* Exercise instructions: Reproduce exactly the lines below, starting with the line that contains "Objective — for every instance of the green grass" and ending with the last line of the records, both included, and nothing else.

[Start Provided data]

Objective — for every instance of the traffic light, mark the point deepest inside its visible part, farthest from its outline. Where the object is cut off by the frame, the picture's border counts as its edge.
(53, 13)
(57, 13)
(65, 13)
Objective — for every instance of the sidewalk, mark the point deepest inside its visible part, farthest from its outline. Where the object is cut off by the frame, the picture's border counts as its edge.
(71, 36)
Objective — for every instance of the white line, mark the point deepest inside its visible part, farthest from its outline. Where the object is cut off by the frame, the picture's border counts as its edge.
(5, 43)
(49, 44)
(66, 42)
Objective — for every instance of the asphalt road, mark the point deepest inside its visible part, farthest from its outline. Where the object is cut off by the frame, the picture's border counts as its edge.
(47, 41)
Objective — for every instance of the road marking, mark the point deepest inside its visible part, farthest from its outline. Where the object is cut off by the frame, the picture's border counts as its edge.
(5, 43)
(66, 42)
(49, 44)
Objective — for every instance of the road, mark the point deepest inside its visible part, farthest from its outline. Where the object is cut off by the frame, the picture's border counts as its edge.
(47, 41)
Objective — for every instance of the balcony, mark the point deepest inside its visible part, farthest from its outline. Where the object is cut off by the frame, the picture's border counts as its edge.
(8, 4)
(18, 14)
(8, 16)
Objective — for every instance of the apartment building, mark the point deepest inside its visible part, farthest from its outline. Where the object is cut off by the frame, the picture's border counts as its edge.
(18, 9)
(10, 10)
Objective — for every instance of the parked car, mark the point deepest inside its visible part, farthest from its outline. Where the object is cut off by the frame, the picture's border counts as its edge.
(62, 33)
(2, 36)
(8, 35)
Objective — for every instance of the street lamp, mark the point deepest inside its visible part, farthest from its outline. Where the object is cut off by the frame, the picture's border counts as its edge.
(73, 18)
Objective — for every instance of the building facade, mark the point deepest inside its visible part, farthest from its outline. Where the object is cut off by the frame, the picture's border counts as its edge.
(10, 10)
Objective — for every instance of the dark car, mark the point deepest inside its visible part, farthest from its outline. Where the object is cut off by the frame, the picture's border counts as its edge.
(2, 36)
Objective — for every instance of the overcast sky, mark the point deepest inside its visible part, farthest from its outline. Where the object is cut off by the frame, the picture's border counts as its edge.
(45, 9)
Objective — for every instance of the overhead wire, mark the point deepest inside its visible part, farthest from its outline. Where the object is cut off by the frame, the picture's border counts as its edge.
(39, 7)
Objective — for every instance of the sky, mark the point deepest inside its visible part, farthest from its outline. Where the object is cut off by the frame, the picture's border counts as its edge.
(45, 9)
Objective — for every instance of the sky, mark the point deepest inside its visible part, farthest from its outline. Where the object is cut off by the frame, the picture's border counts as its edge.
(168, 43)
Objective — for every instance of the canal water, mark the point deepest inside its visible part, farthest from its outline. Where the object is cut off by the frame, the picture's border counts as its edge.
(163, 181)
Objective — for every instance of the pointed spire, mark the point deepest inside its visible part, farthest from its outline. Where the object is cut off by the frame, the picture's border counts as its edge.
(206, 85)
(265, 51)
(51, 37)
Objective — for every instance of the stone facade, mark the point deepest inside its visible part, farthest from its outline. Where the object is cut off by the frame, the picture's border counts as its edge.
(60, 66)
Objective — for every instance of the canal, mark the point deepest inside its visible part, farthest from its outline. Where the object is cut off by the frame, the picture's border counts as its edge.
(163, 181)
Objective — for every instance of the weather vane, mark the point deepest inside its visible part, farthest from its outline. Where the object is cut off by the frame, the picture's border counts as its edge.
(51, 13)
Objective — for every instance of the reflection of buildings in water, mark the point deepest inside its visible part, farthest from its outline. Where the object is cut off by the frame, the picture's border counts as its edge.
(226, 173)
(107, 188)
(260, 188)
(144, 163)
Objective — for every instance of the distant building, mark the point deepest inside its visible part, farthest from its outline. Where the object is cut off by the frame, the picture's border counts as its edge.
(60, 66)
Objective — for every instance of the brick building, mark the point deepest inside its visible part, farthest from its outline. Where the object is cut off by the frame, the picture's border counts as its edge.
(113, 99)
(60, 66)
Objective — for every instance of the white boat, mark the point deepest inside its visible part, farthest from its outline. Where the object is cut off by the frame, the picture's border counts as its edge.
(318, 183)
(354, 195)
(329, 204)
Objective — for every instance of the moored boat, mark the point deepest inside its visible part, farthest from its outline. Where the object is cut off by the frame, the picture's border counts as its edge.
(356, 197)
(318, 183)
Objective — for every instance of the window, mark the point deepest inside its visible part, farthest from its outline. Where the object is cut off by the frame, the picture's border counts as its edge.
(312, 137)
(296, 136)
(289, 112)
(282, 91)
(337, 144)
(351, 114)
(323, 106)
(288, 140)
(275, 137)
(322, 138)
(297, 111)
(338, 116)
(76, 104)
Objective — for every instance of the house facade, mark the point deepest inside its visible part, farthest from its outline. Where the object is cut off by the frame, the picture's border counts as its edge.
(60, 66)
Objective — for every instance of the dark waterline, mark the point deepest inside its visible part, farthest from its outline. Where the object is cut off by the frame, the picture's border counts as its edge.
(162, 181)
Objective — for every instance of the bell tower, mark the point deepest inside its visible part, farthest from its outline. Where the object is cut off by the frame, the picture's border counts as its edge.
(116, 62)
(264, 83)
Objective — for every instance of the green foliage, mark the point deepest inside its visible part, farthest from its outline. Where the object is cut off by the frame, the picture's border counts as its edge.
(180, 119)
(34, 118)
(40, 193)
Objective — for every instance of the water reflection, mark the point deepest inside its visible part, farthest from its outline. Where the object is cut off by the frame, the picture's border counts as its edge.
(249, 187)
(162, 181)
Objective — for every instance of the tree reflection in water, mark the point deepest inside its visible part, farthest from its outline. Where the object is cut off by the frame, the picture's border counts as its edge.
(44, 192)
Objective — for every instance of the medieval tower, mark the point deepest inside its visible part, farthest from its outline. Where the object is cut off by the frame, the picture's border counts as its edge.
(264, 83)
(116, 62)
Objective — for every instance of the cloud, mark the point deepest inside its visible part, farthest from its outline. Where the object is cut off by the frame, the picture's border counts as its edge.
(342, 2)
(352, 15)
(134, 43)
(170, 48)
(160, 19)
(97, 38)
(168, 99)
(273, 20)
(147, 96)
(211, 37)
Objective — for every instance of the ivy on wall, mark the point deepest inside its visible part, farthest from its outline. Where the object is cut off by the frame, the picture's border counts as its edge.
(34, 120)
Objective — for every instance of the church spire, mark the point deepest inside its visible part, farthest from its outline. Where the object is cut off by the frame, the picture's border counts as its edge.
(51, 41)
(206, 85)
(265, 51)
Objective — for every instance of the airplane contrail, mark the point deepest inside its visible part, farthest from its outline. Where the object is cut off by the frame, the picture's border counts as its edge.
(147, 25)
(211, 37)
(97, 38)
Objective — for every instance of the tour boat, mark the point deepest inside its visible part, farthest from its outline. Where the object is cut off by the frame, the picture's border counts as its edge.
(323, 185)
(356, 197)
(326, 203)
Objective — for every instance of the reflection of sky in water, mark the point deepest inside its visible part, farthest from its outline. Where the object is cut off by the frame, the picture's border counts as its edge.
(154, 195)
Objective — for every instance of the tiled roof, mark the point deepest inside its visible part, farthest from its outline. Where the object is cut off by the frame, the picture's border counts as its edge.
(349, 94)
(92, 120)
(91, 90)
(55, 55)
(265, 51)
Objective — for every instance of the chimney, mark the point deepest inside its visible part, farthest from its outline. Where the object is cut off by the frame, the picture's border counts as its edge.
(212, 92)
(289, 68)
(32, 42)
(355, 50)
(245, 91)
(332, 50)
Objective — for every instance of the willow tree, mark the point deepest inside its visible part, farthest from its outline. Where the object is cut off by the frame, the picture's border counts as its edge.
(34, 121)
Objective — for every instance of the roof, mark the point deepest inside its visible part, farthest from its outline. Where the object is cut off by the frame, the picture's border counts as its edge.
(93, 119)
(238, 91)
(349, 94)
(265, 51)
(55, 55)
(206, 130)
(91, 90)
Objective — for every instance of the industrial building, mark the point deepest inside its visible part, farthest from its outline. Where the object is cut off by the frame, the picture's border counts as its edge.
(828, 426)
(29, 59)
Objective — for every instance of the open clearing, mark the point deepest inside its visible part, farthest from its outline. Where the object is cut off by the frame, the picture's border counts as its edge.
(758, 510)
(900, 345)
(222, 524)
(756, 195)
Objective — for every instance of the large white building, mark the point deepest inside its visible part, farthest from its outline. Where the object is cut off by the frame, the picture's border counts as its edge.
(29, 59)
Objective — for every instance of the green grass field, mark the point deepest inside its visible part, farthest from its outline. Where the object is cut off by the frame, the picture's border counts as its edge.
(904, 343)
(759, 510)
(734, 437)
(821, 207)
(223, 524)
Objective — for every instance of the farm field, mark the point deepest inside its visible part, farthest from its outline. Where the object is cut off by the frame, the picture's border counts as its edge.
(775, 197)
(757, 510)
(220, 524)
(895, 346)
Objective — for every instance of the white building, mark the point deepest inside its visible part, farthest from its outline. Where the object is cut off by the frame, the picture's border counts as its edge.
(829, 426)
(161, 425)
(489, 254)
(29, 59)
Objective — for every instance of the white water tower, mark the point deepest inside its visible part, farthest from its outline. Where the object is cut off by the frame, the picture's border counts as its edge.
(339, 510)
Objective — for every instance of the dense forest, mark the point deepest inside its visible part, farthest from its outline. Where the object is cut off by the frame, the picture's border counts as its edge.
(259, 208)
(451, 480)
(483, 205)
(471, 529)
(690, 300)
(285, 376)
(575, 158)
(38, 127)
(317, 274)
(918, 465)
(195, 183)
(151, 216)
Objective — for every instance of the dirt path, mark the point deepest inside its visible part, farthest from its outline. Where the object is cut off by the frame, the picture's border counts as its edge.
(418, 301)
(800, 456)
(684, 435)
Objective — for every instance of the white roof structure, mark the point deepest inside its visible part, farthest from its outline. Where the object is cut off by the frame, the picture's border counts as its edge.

[End Provided data]

* Result of the task:
Objective — for every instance of the green grass field, mark the point deepest inside its visible part, farthest from its outline. Where the object is cut off by the frame, the picture's border counts as its edge.
(904, 343)
(759, 510)
(734, 437)
(821, 207)
(223, 524)
Objective — for every instance of the farm field, mark the point deepest inside its visible part, farthest from its outline. Where the object is cut off by the frame, the picture's border counts as its edge.
(775, 197)
(757, 510)
(220, 524)
(895, 346)
Objective — for every instance of the white building, mark the point deepest inside its visible part, farthest from its outline. Where the object is cut off by the frame, the picture's border counts as its edge.
(829, 426)
(161, 425)
(489, 254)
(29, 59)
Objective — for every instance of the white water tower, mark the point deepest inside its visible part, farthest from its outline. Where the object is cut off by the frame, the picture's border counts as its edge.
(339, 510)
Objective — for every instance of the dense forest, mark the point deepest inside its visible part, farthest from its outline. Where the object is cut off by the frame, the picture's border counts as its edge.
(259, 208)
(451, 480)
(483, 205)
(471, 529)
(690, 300)
(285, 376)
(575, 158)
(38, 127)
(317, 274)
(918, 465)
(195, 183)
(151, 216)
Objective — for every instance of the dirt path, mark the point deepest inside its visible part, farthest from its outline. Where the object is cut off by the frame, the picture's border counts as its edge.
(418, 301)
(800, 456)
(684, 435)
Objective — for every instance of the white roof structure, mark the point deepest inside its visible part, farthest from its outline. Where the object is cut off by the frame, the picture's border counts as its edge.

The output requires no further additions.